> _About this exercise_: Identify all lines below that hold "rear" and collect them.

> _Material provided_:
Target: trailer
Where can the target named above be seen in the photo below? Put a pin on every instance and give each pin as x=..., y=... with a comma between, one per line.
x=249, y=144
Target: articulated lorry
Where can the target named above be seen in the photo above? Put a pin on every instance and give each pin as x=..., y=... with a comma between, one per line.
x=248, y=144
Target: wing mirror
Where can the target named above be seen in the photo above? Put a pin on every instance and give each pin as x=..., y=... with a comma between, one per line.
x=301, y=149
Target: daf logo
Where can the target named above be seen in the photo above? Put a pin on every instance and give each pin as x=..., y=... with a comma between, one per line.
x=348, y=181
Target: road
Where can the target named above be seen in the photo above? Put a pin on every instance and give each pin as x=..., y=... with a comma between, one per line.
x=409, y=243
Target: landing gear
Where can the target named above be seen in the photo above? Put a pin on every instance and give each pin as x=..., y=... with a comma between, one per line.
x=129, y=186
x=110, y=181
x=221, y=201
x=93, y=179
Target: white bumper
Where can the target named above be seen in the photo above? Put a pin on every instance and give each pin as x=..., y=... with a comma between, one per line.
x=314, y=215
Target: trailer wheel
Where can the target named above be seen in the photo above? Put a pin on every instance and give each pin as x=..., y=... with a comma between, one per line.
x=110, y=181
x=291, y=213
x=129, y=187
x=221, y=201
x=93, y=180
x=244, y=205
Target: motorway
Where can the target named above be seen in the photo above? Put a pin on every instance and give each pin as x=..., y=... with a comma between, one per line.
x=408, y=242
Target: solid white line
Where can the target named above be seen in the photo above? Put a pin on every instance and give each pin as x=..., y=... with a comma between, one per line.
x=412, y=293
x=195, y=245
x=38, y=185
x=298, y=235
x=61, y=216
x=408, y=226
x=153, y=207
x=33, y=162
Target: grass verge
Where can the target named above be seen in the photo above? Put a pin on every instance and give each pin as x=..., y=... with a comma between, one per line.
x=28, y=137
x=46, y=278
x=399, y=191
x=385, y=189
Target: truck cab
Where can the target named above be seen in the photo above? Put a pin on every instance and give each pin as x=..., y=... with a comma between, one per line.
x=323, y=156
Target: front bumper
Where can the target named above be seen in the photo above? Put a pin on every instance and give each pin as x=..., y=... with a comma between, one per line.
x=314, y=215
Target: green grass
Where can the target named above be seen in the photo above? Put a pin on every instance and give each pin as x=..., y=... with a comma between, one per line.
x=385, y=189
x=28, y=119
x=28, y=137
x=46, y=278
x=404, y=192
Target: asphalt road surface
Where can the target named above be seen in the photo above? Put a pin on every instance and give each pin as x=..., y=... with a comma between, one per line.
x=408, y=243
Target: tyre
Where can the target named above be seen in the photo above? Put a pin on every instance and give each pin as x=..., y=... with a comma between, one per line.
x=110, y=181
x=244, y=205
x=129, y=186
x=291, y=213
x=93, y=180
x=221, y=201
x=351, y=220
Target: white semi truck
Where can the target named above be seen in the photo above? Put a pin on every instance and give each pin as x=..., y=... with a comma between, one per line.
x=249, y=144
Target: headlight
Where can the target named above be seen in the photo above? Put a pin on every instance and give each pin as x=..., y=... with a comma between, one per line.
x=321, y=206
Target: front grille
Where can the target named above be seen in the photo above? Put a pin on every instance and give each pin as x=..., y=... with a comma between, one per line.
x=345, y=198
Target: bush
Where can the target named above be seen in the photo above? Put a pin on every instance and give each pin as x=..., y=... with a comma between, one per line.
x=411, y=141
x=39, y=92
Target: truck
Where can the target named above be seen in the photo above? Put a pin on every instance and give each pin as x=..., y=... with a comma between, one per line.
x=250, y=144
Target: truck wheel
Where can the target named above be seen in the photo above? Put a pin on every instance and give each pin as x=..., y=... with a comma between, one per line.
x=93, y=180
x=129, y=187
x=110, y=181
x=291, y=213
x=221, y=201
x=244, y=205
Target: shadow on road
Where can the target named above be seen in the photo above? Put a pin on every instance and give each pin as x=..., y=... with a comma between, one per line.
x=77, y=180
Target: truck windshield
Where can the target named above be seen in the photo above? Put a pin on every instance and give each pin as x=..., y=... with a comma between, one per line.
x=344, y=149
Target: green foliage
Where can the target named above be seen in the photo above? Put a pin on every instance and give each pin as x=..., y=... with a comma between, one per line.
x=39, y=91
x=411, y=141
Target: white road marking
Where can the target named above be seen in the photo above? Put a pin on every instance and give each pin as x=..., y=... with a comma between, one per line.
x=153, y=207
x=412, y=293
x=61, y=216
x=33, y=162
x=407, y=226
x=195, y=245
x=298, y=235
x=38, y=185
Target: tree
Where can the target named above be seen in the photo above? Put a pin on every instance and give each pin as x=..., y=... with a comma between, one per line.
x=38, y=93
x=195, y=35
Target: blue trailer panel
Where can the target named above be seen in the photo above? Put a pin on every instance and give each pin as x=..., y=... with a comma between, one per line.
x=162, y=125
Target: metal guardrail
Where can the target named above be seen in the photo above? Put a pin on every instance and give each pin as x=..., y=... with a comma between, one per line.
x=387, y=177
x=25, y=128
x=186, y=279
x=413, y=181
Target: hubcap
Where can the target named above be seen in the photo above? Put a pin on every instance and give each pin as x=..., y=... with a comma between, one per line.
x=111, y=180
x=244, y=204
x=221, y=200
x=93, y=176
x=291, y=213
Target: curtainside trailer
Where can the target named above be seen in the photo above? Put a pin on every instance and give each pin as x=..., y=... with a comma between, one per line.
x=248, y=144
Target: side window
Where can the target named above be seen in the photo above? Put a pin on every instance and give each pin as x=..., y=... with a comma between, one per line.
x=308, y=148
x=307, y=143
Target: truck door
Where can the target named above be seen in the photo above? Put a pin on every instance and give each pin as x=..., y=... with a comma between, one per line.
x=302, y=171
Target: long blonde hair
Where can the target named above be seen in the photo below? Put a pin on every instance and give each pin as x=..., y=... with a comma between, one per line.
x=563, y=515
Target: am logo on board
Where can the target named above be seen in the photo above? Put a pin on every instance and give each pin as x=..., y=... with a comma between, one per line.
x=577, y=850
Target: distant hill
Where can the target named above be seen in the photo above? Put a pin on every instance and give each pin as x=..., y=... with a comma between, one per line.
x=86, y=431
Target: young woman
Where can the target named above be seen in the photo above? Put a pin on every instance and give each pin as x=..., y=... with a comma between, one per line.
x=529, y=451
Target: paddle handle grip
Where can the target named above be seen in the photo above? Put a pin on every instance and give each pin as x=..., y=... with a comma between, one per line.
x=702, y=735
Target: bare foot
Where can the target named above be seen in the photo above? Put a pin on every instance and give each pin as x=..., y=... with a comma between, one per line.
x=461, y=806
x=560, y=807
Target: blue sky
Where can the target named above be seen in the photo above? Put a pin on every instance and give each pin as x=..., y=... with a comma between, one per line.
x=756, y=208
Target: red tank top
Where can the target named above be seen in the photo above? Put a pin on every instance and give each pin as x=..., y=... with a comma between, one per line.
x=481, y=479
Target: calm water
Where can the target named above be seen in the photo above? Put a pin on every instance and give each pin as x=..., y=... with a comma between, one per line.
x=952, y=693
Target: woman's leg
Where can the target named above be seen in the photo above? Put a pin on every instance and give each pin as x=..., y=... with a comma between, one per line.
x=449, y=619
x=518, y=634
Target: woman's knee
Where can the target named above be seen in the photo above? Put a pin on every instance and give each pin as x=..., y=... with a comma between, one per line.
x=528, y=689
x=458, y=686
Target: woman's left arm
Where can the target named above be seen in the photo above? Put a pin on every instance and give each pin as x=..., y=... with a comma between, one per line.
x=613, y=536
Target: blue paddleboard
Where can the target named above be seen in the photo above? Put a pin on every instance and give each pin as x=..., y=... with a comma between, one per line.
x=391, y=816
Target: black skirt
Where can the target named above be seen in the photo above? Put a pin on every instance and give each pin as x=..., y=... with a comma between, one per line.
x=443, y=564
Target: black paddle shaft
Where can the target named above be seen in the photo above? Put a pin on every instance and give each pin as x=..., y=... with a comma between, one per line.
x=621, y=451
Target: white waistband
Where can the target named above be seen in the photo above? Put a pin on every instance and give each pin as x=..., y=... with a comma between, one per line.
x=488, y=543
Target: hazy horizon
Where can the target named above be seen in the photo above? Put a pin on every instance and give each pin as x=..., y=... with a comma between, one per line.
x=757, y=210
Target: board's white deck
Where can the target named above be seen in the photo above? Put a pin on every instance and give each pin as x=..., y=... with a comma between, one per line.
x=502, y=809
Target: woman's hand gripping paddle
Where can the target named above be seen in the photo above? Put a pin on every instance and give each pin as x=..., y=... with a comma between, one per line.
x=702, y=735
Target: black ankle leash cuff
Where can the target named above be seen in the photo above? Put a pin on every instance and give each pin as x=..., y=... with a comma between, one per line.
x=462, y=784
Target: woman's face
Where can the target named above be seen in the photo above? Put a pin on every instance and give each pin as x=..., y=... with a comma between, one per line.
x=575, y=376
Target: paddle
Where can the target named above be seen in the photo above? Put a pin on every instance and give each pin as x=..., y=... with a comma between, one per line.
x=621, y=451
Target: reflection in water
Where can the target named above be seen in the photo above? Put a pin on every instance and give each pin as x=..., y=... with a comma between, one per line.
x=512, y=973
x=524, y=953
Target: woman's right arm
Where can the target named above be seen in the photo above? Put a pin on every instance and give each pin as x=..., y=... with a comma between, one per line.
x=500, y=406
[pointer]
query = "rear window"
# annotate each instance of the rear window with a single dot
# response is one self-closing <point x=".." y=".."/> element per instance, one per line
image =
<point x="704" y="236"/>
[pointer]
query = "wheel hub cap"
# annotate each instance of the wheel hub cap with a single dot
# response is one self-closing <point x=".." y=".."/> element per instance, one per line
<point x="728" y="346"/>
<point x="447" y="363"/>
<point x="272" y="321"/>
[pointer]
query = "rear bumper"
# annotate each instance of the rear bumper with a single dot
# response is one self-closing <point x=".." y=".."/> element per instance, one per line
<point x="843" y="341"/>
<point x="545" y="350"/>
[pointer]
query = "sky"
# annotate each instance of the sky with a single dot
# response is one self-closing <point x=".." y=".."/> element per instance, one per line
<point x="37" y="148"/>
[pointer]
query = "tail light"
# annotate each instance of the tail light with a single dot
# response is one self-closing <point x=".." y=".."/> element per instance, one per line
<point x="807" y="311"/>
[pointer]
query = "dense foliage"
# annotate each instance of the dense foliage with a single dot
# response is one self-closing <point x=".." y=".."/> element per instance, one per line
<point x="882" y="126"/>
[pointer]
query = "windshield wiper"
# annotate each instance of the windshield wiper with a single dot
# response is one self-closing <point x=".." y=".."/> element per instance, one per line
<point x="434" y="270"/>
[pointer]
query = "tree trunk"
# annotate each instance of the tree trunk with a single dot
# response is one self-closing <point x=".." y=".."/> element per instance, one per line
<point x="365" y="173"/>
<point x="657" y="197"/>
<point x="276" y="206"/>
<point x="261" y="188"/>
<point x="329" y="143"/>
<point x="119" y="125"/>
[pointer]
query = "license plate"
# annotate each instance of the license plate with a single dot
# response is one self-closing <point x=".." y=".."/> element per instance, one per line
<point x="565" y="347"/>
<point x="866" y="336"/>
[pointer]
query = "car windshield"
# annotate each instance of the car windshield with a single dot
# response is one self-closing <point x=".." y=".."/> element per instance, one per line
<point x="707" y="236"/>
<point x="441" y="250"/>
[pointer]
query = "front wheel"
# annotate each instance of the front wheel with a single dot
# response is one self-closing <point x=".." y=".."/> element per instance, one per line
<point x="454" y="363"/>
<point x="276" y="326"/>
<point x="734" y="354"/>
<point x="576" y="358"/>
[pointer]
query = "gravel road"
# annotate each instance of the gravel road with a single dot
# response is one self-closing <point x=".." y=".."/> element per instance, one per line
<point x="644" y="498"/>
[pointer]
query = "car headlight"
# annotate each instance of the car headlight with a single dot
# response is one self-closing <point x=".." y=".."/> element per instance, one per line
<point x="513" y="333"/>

> _Answer area_:
query = "rear window"
# annotate each instance of the rear window with a single dot
query = "rear bumper"
# annotate each instance of the rear bumper with a single dot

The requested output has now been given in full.